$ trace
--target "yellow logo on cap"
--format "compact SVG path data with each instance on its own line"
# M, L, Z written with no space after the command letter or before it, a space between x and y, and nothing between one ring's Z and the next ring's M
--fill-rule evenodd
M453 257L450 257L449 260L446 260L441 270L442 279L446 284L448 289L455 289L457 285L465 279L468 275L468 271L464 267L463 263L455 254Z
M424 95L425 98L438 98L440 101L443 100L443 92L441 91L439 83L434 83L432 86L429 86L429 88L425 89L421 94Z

→ What is required
Some of the data mentions "with". Copy every line where it does.

→ Response
--format "compact SVG path data with each instance on its own line"
# M, L, Z written with no space after the command letter or before it, a space between x and y, and nothing between one ring's Z and the next ring's M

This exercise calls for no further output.